## REQUIREMENTS
List every line in the records below that contains the string "coin".

[Entries from a pointing dataset]
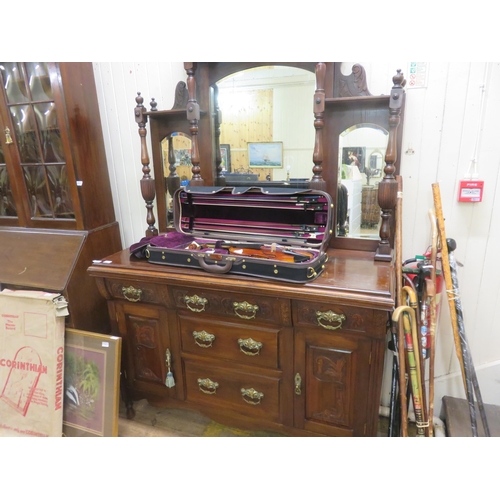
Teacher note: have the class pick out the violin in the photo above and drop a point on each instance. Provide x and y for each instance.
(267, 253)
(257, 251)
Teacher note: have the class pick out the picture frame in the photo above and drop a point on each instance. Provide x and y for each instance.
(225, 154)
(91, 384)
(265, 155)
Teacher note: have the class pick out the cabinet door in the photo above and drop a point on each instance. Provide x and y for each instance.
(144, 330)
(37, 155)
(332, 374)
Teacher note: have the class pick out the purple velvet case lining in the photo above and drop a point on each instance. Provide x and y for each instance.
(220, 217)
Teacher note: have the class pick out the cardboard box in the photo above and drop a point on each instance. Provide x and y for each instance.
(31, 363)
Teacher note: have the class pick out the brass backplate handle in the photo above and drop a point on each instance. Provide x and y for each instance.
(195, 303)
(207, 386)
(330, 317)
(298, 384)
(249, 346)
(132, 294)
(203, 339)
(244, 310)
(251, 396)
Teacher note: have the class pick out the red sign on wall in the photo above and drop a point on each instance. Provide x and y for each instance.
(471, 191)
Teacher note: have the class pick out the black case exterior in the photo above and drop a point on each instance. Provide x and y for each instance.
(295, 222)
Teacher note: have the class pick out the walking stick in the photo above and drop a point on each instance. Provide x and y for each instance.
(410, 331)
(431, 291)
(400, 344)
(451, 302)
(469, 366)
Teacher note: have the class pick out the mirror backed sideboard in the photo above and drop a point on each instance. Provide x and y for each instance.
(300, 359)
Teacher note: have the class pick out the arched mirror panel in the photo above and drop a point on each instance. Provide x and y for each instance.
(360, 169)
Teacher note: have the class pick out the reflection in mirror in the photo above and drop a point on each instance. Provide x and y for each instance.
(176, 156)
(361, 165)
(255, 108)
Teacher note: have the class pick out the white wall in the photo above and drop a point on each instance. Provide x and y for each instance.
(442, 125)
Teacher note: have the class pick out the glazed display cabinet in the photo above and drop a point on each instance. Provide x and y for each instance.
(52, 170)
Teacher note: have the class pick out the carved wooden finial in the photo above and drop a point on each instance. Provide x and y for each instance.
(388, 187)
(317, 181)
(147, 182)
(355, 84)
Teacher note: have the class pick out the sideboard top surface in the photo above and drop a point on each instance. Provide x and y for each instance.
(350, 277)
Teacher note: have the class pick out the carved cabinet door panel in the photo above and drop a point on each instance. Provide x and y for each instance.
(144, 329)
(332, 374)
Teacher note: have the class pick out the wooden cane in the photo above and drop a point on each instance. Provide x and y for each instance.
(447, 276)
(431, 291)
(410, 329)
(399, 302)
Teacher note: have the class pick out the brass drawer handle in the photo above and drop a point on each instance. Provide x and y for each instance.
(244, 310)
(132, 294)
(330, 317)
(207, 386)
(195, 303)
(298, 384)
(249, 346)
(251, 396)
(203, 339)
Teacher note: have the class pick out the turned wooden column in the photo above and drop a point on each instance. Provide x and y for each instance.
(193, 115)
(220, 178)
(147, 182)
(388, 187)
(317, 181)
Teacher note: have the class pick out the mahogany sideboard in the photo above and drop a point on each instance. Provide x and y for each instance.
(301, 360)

* * *

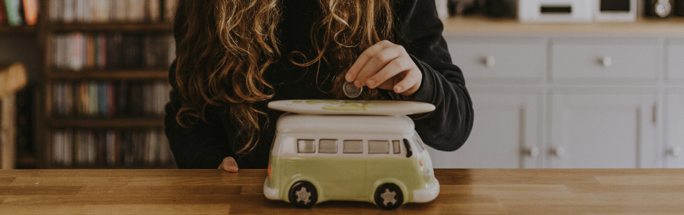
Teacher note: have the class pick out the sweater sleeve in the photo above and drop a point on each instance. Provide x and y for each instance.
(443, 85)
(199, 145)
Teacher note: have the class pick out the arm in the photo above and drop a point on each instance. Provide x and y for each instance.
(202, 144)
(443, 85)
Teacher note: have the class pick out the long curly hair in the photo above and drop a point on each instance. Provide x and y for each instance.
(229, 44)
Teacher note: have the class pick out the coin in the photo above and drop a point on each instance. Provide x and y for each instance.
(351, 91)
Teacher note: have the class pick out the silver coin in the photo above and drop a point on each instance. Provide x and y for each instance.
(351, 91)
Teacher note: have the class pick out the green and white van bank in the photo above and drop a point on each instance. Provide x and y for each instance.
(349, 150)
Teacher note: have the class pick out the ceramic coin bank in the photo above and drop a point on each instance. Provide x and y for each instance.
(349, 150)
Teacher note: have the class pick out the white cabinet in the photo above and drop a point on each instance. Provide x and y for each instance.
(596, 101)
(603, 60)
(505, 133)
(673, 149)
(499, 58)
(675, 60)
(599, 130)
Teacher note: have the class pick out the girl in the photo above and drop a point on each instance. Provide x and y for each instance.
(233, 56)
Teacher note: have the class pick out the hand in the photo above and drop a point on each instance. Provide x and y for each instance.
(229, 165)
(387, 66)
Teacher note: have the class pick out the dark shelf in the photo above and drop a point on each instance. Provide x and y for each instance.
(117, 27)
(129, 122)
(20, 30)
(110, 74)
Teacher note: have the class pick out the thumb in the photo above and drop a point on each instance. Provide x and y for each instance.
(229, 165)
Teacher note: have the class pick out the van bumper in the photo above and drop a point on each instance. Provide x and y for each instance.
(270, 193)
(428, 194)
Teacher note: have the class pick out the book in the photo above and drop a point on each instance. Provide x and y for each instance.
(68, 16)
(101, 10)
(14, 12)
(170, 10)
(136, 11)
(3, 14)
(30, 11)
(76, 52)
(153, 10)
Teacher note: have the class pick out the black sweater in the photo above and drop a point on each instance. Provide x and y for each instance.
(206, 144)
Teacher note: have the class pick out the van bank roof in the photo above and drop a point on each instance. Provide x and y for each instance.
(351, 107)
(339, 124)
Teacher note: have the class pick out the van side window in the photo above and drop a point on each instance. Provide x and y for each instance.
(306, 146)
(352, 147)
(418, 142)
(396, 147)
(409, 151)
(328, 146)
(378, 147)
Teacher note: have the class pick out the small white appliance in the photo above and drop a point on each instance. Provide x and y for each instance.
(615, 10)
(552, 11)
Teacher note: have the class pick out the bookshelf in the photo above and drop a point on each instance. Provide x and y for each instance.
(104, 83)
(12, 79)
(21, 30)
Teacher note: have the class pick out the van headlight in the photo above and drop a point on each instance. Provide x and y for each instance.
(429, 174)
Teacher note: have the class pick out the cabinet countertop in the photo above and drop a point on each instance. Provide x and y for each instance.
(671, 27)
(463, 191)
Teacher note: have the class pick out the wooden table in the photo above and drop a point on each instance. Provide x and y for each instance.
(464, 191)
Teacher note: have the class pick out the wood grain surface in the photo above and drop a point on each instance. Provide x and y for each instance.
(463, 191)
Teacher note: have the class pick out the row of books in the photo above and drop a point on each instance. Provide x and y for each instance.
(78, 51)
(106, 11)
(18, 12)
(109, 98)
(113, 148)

## FULL RESPONSE
Teacher note: have the class pick out the coin in the photo above and drop a point on each instance. Provide x and y for each instance.
Teacher note: have the class pick out the silver coin in the photo above and drop a point on each instance. Provide x and y for each instance.
Teacher note: have the class pick out the ceramic coin bank in the photo above and drop a point on each instance. Provide x and y for each instance.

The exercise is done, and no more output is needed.